▸ **What you should do**
Can you set out every line of the entries below as a Markdown table with two columns, Row for the row number and Line for the line itself, skipping any blank lines?

▸ **Given data**
——————————

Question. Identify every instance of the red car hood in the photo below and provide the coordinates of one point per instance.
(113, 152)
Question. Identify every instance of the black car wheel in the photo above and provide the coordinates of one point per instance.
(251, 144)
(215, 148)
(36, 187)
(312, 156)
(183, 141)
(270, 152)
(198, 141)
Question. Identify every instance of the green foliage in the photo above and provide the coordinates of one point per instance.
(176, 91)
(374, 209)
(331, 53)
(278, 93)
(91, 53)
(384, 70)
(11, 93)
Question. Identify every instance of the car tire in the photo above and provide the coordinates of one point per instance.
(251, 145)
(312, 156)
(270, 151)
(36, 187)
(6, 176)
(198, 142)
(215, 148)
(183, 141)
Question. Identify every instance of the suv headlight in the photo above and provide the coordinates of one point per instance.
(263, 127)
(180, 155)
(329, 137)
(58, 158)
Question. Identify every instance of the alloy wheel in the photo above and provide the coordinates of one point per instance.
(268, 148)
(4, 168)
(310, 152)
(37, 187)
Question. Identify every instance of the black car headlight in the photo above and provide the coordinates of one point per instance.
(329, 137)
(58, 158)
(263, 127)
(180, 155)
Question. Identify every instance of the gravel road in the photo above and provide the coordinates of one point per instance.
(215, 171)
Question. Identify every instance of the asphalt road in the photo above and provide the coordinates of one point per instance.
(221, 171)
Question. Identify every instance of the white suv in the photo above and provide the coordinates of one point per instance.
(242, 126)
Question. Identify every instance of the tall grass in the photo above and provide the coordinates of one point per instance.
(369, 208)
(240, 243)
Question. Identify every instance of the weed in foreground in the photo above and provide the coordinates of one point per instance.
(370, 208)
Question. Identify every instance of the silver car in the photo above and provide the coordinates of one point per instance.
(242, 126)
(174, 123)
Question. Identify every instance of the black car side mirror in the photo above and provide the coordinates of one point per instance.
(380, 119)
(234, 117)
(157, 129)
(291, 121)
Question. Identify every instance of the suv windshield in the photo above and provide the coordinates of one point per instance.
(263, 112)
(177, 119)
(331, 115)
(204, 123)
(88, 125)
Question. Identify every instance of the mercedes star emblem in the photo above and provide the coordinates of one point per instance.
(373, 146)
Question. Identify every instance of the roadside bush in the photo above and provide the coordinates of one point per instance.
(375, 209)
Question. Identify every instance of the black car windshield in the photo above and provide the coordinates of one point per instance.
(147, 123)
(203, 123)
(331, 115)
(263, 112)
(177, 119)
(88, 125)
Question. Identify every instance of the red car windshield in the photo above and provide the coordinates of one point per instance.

——————————

▸ **Full answer**
| Row | Line |
|---|---|
| 1 | Question. Identify every instance of the red car hood in the photo below and provide the coordinates of one point per instance. |
| 2 | (113, 152) |
| 3 | Question. Identify every instance of the black car wheel in the photo above and provide the coordinates of one point per instance. |
| 4 | (251, 144) |
| 5 | (215, 148) |
| 6 | (36, 187) |
| 7 | (312, 156) |
| 8 | (183, 141) |
| 9 | (270, 152) |
| 10 | (198, 141) |
| 11 | Question. Identify every instance of the green foliage in the photo above and provide the coordinates of one point per instance. |
| 12 | (176, 91) |
| 13 | (374, 209) |
| 14 | (331, 53) |
| 15 | (278, 93) |
| 16 | (91, 53) |
| 17 | (384, 70) |
| 18 | (11, 93) |
| 19 | Question. Identify every instance of the car tire in the photo above and provide the coordinates of one point per instance. |
| 20 | (251, 145) |
| 21 | (312, 156) |
| 22 | (270, 151) |
| 23 | (36, 187) |
| 24 | (6, 176) |
| 25 | (198, 142) |
| 26 | (215, 148) |
| 27 | (183, 141) |
| 28 | Question. Identify every instance of the suv headlight in the photo above and provide the coordinates of one point per instance. |
| 29 | (263, 127) |
| 30 | (180, 155) |
| 31 | (329, 137) |
| 32 | (58, 158) |
| 33 | Question. Identify every instance of the alloy wheel in the photo above and provide the coordinates of one point per instance. |
| 34 | (268, 148) |
| 35 | (4, 168) |
| 36 | (310, 152) |
| 37 | (37, 187) |
| 38 | Question. Identify every instance of the black car headlight in the photo above and provide the coordinates of one point per instance. |
| 39 | (329, 137) |
| 40 | (58, 158) |
| 41 | (263, 127) |
| 42 | (180, 155) |
| 43 | Question. Identify every instance of the gravel road in the photo above and provide the coordinates of one point per instance. |
| 44 | (215, 171) |
| 45 | Question. Identify every instance of the asphalt road in the photo above and provide the coordinates of one point per instance. |
| 46 | (221, 171) |
| 47 | Question. Identify every instance of the white suv in the photo above and provide the coordinates of one point per instance. |
| 48 | (242, 126) |
| 49 | Question. Identify every instance of the tall grass in the photo above and provide the coordinates of one point per instance. |
| 50 | (369, 208) |
| 51 | (240, 243) |
| 52 | Question. Identify every instance of the weed in foreground in the photo above and provide the coordinates of one point per instance. |
| 53 | (370, 208) |
| 54 | Question. Identify every instance of the silver car in the photo above and provide the coordinates of one point per instance. |
| 55 | (242, 126) |
| 56 | (174, 123) |
| 57 | Question. Identify every instance of the black car side mirror in the photo above and provide the coordinates of one point per instance. |
| 58 | (380, 119) |
| 59 | (234, 117) |
| 60 | (157, 129) |
| 61 | (291, 121) |
| 62 | Question. Identify every instance of the suv windshield in the photo above and provide the coordinates of one point per instance. |
| 63 | (263, 112) |
| 64 | (177, 119) |
| 65 | (331, 115) |
| 66 | (204, 123) |
| 67 | (88, 125) |
| 68 | Question. Identify every instance of the mercedes star emblem in the photo above and provide the coordinates of one point per instance. |
| 69 | (373, 146) |
| 70 | Question. Identify every instance of the roadside bush in the photo above and provide the coordinates of one point per instance. |
| 71 | (375, 209) |
| 72 | Question. Identify every instance of the black car windshield in the photo above and provide the coordinates of one point per instance. |
| 73 | (147, 123) |
| 74 | (203, 123) |
| 75 | (331, 115) |
| 76 | (263, 112) |
| 77 | (177, 119) |
| 78 | (88, 125) |
| 79 | Question. Identify every instance of the red car windshield in the photo above and provide the coordinates of one point per instance. |